_Excerpted text_
• • •
There is a lot of information and opinions being circulated surrounding the Dicamba issue. I sat down with Ed Anderson, the Iowa Soybean Association’s openly candid senior director of research to get an unbiased look at what’s really happening.
 
It depends who you talk to. There are farmers who are having great success with the use and the effectiveness of the dicamba system. Then there are others who have expressed everything from moderate concern to major frustration. Farmers and we as an organization have been working to have and to promote calm, professional conversations with neighbors, technology providers, applicators and everyone involved. At this point we need to continue to work together and maintain a dialogue because there are so many things we don’t know and won’t know until we do more careful analysis of the use and management of this chemistry in the new transgenic system.

Why is the chemistry and the transgenic system publicly available if it needs more data and research?
 
The technology companies seem to have presented the most valid and complete dataset they could, the EPA determined that the information was adequate and approved the use of the system’s technology. Like anything there’s always opportunities to collect more data. Experimental data and field observations on efficacy, primary and secondary drift, and off-target symptoms should be analyzed. The next big dataset is going to be yields this year from target and non-target soybean fields. Did the technology impact yield positively or negatively and are the results statistically significant? ISA is working with Iowa State University, technology providers, farmer cooperatives and applicators to learn as much as we can this year and hopefully apply what we learn to farmer decisions for next year.
 
With any new technology there are going to be pros and cons, benefits and risks. If we continue to conduct research, collect, analyze, interpret and discuss data we should be in a credible position to help users optimize and manage the Dicamba system. If it turns out that we need to further modify the label on things like timing of application, environmental conditions or buffer size for safer application, we can help regulators take the steps to do so. That is the purpose of continued evaluation.

What led us to this point?
• • •
_Entries pointing to described regions_
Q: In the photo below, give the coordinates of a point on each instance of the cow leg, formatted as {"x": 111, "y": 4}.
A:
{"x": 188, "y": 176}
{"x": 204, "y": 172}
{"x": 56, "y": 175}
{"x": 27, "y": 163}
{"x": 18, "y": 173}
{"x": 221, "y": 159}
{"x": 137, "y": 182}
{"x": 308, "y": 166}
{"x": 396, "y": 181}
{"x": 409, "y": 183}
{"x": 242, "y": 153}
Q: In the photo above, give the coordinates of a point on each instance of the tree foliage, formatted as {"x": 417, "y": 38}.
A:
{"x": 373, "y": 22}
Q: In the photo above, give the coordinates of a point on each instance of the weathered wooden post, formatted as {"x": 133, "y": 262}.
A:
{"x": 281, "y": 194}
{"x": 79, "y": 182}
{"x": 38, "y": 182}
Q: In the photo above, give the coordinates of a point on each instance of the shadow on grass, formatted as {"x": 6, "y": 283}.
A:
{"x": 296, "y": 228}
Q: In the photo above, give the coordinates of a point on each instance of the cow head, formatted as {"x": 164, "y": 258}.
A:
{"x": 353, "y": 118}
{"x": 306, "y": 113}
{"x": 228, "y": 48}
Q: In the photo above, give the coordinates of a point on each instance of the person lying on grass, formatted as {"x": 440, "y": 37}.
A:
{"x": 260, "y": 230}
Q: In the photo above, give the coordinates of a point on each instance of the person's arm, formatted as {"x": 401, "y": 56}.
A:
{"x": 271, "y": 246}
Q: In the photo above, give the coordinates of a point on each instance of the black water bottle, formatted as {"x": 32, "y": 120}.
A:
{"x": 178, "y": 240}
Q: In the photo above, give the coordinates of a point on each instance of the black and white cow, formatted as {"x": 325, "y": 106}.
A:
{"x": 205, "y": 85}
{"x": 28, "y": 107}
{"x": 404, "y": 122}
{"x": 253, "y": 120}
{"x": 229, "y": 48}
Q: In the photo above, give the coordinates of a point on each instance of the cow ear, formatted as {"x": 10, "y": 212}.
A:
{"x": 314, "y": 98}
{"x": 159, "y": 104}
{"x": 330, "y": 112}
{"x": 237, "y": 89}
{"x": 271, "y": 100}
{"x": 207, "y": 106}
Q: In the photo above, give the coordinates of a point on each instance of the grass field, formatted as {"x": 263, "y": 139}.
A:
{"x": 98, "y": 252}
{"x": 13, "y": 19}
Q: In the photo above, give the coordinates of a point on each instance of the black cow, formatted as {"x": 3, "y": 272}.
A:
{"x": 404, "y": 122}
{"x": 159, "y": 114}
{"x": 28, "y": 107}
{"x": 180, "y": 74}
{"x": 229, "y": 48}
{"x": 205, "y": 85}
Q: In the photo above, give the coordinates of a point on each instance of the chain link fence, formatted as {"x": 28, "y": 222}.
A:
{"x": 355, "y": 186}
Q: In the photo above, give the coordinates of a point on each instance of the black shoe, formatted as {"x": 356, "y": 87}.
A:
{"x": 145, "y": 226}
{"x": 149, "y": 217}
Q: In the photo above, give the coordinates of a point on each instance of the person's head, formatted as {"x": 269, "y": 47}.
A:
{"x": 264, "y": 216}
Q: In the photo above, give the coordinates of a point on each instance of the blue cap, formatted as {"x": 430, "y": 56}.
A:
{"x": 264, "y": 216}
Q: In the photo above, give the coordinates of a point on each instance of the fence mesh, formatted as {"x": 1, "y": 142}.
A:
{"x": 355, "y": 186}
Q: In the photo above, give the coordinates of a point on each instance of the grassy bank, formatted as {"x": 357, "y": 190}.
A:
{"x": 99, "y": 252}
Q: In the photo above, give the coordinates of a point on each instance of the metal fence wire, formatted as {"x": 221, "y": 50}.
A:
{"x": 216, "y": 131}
• • •
_Exercise requirements_
According to the dicamba text, what is the next big dataset going to be?

_Response area_
Yields this year from target and non-target soybean fields.